■ WRITTEN EXERCISE ■
Copy the listing below, replacing every "instance" with "object" and leaving everything else unchanged.

■ DATA SUPPLIED ■
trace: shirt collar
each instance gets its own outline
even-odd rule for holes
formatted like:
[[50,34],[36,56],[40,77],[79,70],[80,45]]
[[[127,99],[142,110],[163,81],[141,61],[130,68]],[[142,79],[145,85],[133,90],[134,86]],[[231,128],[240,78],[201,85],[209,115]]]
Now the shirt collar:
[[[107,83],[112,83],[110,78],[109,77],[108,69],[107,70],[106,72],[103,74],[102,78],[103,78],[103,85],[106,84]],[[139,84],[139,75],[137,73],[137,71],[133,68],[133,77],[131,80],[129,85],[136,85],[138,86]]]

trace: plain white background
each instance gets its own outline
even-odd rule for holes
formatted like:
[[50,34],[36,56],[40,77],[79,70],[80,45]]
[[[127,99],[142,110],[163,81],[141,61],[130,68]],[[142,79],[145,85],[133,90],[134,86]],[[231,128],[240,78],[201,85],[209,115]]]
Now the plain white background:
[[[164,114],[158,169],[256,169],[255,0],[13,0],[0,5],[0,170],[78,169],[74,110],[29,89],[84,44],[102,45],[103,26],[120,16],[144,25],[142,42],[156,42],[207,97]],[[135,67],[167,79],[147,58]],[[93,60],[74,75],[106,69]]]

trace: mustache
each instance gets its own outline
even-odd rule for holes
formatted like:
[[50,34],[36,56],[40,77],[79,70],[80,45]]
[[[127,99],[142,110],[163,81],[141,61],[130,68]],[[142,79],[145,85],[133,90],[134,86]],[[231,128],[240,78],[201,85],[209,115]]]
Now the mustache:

■ PROBLEM SOLUTION ■
trace: shirt collar
each object gets its own outline
even-odd rule for holes
formatted like:
[[50,34],[36,56],[40,77],[79,70],[80,45]]
[[[127,99],[142,110],[163,81],[141,61],[130,68]],[[142,79],[145,85],[133,90],[134,86]],[[231,128],[240,78],[201,85],[209,115]]]
Now the shirt collar:
[[[107,83],[112,83],[110,78],[109,77],[108,69],[107,70],[106,72],[103,74],[102,78],[103,78],[103,85],[106,84]],[[139,84],[139,75],[137,73],[137,71],[133,68],[133,77],[131,80],[129,85],[136,85],[138,86]]]

trace: plain white background
each object gets its own outline
even-odd rule for holes
formatted like:
[[50,34],[36,56],[40,77],[79,70],[80,45]]
[[[127,99],[142,110],[163,81],[141,61],[130,68]],[[142,79],[145,85],[133,90],[134,86]],[[231,128],[240,78],[201,85],[209,115]]]
Now the plain white background:
[[[164,114],[158,169],[256,169],[255,0],[13,0],[0,5],[0,170],[78,169],[74,110],[29,89],[84,44],[102,45],[103,26],[120,16],[144,25],[142,42],[156,42],[207,97]],[[135,67],[167,79],[147,58]],[[93,60],[74,75],[106,69]]]

trace: mustache
each object gets its own outline
even-odd rule for holes
formatted like:
[[50,34],[36,56],[40,77],[79,70],[80,45]]
[[[127,99],[142,110],[163,81],[141,61],[130,68]],[[142,79],[145,85],[133,90],[134,86]],[[231,128],[240,78],[201,85],[209,115]]]
Now the mustache:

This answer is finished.